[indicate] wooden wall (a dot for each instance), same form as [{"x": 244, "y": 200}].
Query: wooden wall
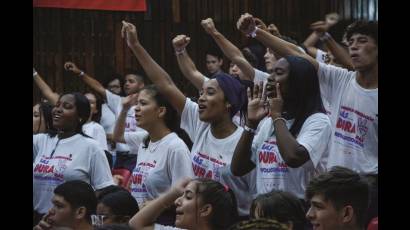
[{"x": 92, "y": 38}]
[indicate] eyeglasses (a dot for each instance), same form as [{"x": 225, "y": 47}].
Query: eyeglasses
[{"x": 97, "y": 220}]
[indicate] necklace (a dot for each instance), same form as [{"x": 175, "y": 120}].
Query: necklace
[{"x": 152, "y": 146}]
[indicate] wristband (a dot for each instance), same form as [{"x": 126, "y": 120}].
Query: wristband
[
  {"x": 279, "y": 118},
  {"x": 253, "y": 33},
  {"x": 250, "y": 130}
]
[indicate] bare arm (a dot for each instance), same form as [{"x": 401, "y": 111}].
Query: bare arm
[
  {"x": 157, "y": 75},
  {"x": 310, "y": 43},
  {"x": 241, "y": 161},
  {"x": 45, "y": 89},
  {"x": 293, "y": 153},
  {"x": 145, "y": 217},
  {"x": 247, "y": 25},
  {"x": 185, "y": 63},
  {"x": 341, "y": 54},
  {"x": 229, "y": 49},
  {"x": 90, "y": 81},
  {"x": 119, "y": 129}
]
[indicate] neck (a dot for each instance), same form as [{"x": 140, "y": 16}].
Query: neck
[
  {"x": 83, "y": 225},
  {"x": 223, "y": 128},
  {"x": 369, "y": 78},
  {"x": 158, "y": 131},
  {"x": 66, "y": 134}
]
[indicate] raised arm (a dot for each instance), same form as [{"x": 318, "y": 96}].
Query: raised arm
[
  {"x": 185, "y": 63},
  {"x": 45, "y": 89},
  {"x": 341, "y": 54},
  {"x": 310, "y": 43},
  {"x": 241, "y": 161},
  {"x": 246, "y": 24},
  {"x": 90, "y": 81},
  {"x": 145, "y": 217},
  {"x": 229, "y": 49},
  {"x": 157, "y": 75},
  {"x": 293, "y": 153},
  {"x": 119, "y": 129}
]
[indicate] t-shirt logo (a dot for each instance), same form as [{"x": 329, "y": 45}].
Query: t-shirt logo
[{"x": 362, "y": 126}]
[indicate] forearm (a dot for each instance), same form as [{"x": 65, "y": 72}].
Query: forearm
[
  {"x": 95, "y": 85},
  {"x": 241, "y": 161},
  {"x": 47, "y": 92},
  {"x": 119, "y": 129},
  {"x": 234, "y": 54},
  {"x": 147, "y": 215},
  {"x": 310, "y": 43},
  {"x": 154, "y": 71},
  {"x": 341, "y": 55},
  {"x": 291, "y": 151},
  {"x": 189, "y": 70}
]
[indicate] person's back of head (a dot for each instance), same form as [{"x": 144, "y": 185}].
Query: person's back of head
[
  {"x": 279, "y": 205},
  {"x": 259, "y": 224},
  {"x": 117, "y": 207},
  {"x": 368, "y": 28},
  {"x": 81, "y": 198},
  {"x": 113, "y": 227},
  {"x": 223, "y": 202},
  {"x": 342, "y": 190}
]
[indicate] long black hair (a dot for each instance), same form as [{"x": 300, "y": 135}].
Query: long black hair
[
  {"x": 171, "y": 118},
  {"x": 304, "y": 97},
  {"x": 83, "y": 111},
  {"x": 223, "y": 201},
  {"x": 282, "y": 206}
]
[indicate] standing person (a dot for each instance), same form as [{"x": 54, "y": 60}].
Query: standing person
[
  {"x": 201, "y": 204},
  {"x": 339, "y": 200},
  {"x": 68, "y": 154},
  {"x": 133, "y": 83},
  {"x": 163, "y": 157},
  {"x": 92, "y": 127},
  {"x": 291, "y": 145},
  {"x": 353, "y": 97},
  {"x": 208, "y": 123},
  {"x": 73, "y": 204}
]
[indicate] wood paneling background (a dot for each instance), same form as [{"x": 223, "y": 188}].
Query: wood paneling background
[{"x": 92, "y": 38}]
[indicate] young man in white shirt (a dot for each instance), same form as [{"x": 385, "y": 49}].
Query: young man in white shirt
[{"x": 353, "y": 97}]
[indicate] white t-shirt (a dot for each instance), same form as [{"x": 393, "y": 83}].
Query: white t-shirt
[
  {"x": 107, "y": 119},
  {"x": 321, "y": 56},
  {"x": 114, "y": 102},
  {"x": 159, "y": 166},
  {"x": 96, "y": 131},
  {"x": 354, "y": 117},
  {"x": 74, "y": 158},
  {"x": 163, "y": 227},
  {"x": 272, "y": 171},
  {"x": 211, "y": 157}
]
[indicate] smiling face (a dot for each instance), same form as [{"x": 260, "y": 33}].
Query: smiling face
[
  {"x": 187, "y": 206},
  {"x": 280, "y": 74},
  {"x": 364, "y": 51},
  {"x": 65, "y": 114},
  {"x": 39, "y": 124},
  {"x": 147, "y": 111},
  {"x": 212, "y": 104}
]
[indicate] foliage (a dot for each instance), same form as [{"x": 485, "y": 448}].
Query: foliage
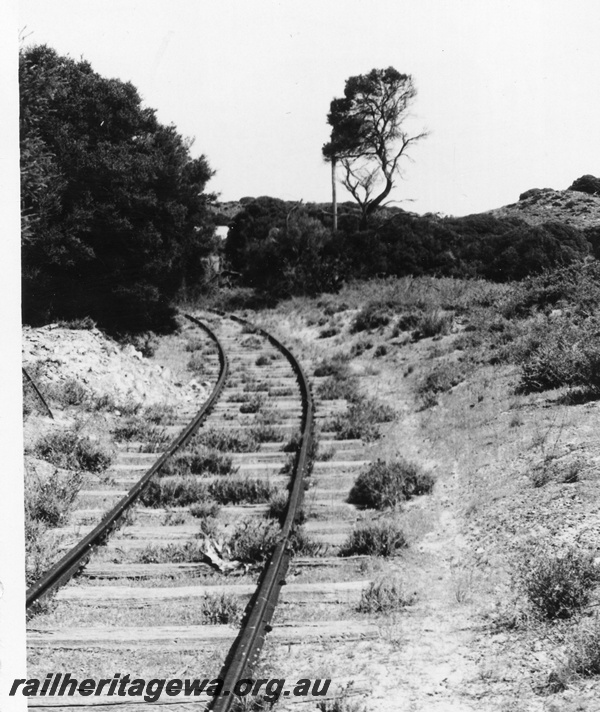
[
  {"x": 49, "y": 499},
  {"x": 221, "y": 609},
  {"x": 114, "y": 211},
  {"x": 586, "y": 184},
  {"x": 557, "y": 583},
  {"x": 380, "y": 538},
  {"x": 174, "y": 492},
  {"x": 253, "y": 540},
  {"x": 74, "y": 451},
  {"x": 387, "y": 484},
  {"x": 246, "y": 491},
  {"x": 368, "y": 135},
  {"x": 386, "y": 595},
  {"x": 361, "y": 419}
]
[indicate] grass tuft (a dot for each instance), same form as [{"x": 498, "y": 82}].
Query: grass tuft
[
  {"x": 381, "y": 538},
  {"x": 387, "y": 484}
]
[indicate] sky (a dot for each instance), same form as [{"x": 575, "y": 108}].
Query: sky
[{"x": 508, "y": 90}]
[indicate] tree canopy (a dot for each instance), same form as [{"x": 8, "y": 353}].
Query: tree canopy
[
  {"x": 114, "y": 209},
  {"x": 368, "y": 136}
]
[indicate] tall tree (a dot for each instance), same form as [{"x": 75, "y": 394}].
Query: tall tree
[
  {"x": 368, "y": 136},
  {"x": 114, "y": 207}
]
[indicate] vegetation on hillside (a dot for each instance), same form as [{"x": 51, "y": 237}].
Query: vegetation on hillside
[{"x": 114, "y": 213}]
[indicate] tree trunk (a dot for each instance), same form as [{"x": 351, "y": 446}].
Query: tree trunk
[{"x": 333, "y": 193}]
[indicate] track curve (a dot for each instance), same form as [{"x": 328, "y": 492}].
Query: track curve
[{"x": 76, "y": 557}]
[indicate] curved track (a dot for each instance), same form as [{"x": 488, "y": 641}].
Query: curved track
[
  {"x": 239, "y": 662},
  {"x": 77, "y": 557}
]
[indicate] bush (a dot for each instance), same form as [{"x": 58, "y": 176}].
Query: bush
[
  {"x": 253, "y": 540},
  {"x": 361, "y": 419},
  {"x": 278, "y": 502},
  {"x": 71, "y": 450},
  {"x": 371, "y": 316},
  {"x": 205, "y": 510},
  {"x": 386, "y": 484},
  {"x": 568, "y": 355},
  {"x": 160, "y": 414},
  {"x": 188, "y": 553},
  {"x": 557, "y": 583},
  {"x": 334, "y": 388},
  {"x": 381, "y": 538},
  {"x": 386, "y": 595},
  {"x": 221, "y": 609},
  {"x": 49, "y": 499},
  {"x": 253, "y": 405},
  {"x": 586, "y": 184},
  {"x": 432, "y": 323},
  {"x": 199, "y": 461},
  {"x": 247, "y": 491},
  {"x": 440, "y": 379},
  {"x": 227, "y": 440},
  {"x": 174, "y": 492},
  {"x": 197, "y": 363}
]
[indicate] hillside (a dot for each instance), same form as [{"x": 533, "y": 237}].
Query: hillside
[{"x": 540, "y": 205}]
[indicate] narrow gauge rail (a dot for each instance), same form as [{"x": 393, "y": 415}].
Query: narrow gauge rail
[
  {"x": 78, "y": 556},
  {"x": 246, "y": 648},
  {"x": 244, "y": 652}
]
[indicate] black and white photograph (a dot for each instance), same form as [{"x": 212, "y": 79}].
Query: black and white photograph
[{"x": 302, "y": 356}]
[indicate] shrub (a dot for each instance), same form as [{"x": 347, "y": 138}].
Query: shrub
[
  {"x": 440, "y": 379},
  {"x": 253, "y": 540},
  {"x": 49, "y": 499},
  {"x": 205, "y": 510},
  {"x": 556, "y": 583},
  {"x": 139, "y": 429},
  {"x": 228, "y": 440},
  {"x": 174, "y": 492},
  {"x": 253, "y": 405},
  {"x": 221, "y": 609},
  {"x": 386, "y": 595},
  {"x": 328, "y": 333},
  {"x": 302, "y": 544},
  {"x": 371, "y": 316},
  {"x": 197, "y": 363},
  {"x": 81, "y": 324},
  {"x": 432, "y": 323},
  {"x": 190, "y": 552},
  {"x": 386, "y": 484},
  {"x": 247, "y": 491},
  {"x": 586, "y": 184},
  {"x": 199, "y": 461},
  {"x": 360, "y": 421},
  {"x": 567, "y": 355},
  {"x": 160, "y": 414},
  {"x": 264, "y": 431},
  {"x": 335, "y": 366},
  {"x": 278, "y": 502},
  {"x": 381, "y": 538},
  {"x": 68, "y": 392},
  {"x": 336, "y": 388},
  {"x": 72, "y": 450}
]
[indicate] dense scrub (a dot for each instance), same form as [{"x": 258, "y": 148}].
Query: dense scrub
[
  {"x": 284, "y": 249},
  {"x": 114, "y": 212}
]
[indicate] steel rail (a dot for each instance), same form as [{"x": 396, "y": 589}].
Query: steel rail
[
  {"x": 78, "y": 556},
  {"x": 244, "y": 652},
  {"x": 38, "y": 392}
]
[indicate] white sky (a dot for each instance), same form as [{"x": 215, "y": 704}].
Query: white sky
[{"x": 508, "y": 89}]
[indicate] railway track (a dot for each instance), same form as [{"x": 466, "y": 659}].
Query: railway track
[{"x": 268, "y": 400}]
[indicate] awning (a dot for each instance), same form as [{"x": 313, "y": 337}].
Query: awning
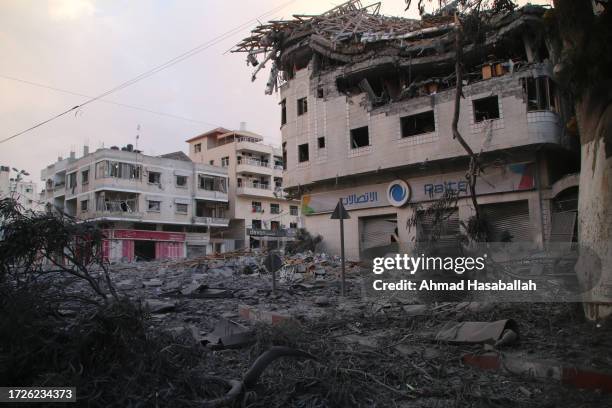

::::::

- _What to do_:
The lines above from the one with "Query: wristband" through the one with "[indicate] bare arm" are to be duplicated exactly, ends included, with nothing added.

- _Result for this exercise_:
Query: wristband
[
  {"x": 279, "y": 118},
  {"x": 253, "y": 33},
  {"x": 250, "y": 130}
]
[indicate] bare arm (a dot for each instance), same form as [{"x": 401, "y": 111}].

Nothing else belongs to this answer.